= Latihan =
Lanjutkan artikel tentang implementasi paket kebijakan ekonomi, dimulai tepat setelah kalimat terakhir yang tercantum.

= Teks Bacaan =
Isi Artikel |
Implementasi Paket Dikritik
Kebijakan Ekonomi untuk Memperkuat Struktur
JAKARTA, KOMPAS — Paket kebijakan ekonomi bertujuan mendorong pertumbuhan ekonomi menjadi lebih baik. Namun, pelaku usaha mengkritik, belum semua kebijakan dalam paket ekonomi berhasil diimplementasikan. Untuk itu, perlu sinergi agar pelaksanaannya lebih efektif.
Sejak September 2015 sampai saat ini, pemerintah sudah menerbitkan 13 paket kebijakan ekonomi.
Deputi Gubernur Senior Bank Indonesia Mirza Adityaswara mengemukakan, pemerintah berusaha menggenjot deregulasi sektor riil melalui Paket Kebijakan Ekonomi I-XIII. "Jika belum baik, ya, dilakukan penyesuaian sambil melakukan paket-paket deregulasi lanjutan," kata Mirza dalam seminar nasional yang diselenggarakan Bank Indonesia dan Ikatan Sarjana Ekonomi Indonesia, di Jakarta, Kamis (6/10). Seminar tersebut bertema "Prospek Perekonomian Indonesia: Seberapa Jauh Dampak Paket Kebijakan Ekonomi".

= Kutipan Sumber =
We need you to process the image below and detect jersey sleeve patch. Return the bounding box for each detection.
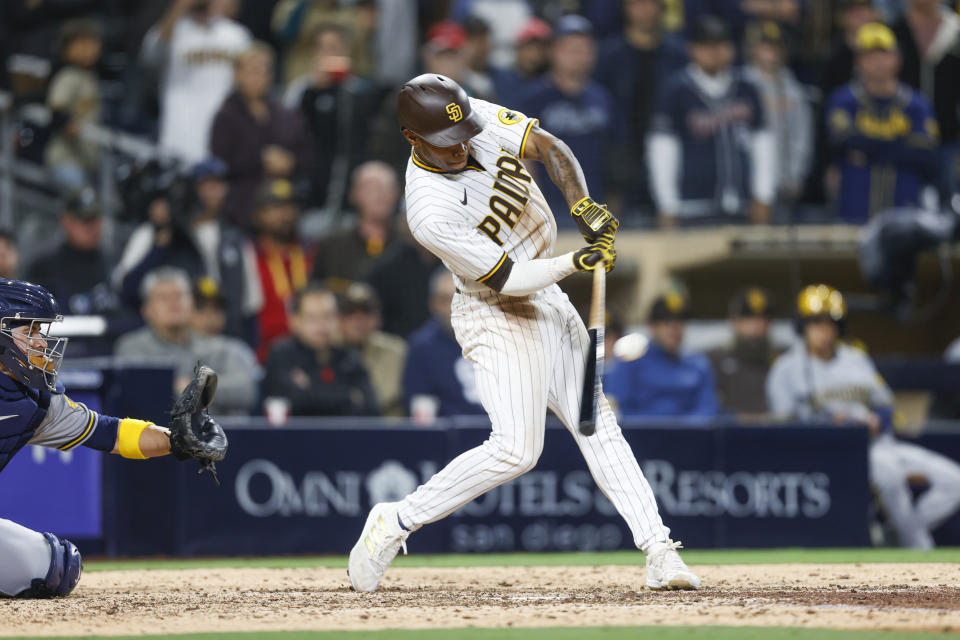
[497,108,527,124]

= Hasil di Bawah =
Sekretaris Kementerian Koordinator Bidang Perekonomian Lukita Dinarsyah Tuwo menambahkan, paket kebijakan ekonomi mencakup upaya menjaga daya beli masyarakat, meningkatkan iklim investasi dan dunia usaha, serta menumbuhkan daya saing. Secara garis besar, paket kebijakan bertujuan memperkuat struktur ekonomi nasional. "Nanti, paket XIV terkait perdagangan elektronik dan peta jalan transaksi elektronik," ujarnya.
Kendati demikian, Wakil Ketua Umum Kamar Dagang dan Industri (Kadin) Indonesia Benny Soetrisno mengkritik, belum semua paket kebijakan terimplementasi.
"Contohnya, paket mengenai gas dan listrik terbit Oktober 2015. Sampai hari ini, sudah setahun, tidak datang juga diskon tarif listrik 30 persen. Demikian juga soal gas, sampai Presiden harus mengulangi lagi soal ini," kata Benny.
Menurut Benny, paket yang terlalu banyak, tetapi efektivitasnya kurang atau tidak terimplementasi, justru menciptakan inflasi paket dan ketidakpercayaan pelaku usaha.
"Menurut kami, paket berhenti dulu di XIV, benahi efektivitas implementasi paket yang sudah dikeluarkan, baru melangkah ke paket selanjutnya," katanya.
Ekonom Bank Pembangunan Asia (ADB), Arief Ramayandi, menambahkan, pelaksanaan paket kebijakan harus konsisten. Konsistensi ini untuk menjaga dampak positif terkait dengan peluncuran paket kebijakan.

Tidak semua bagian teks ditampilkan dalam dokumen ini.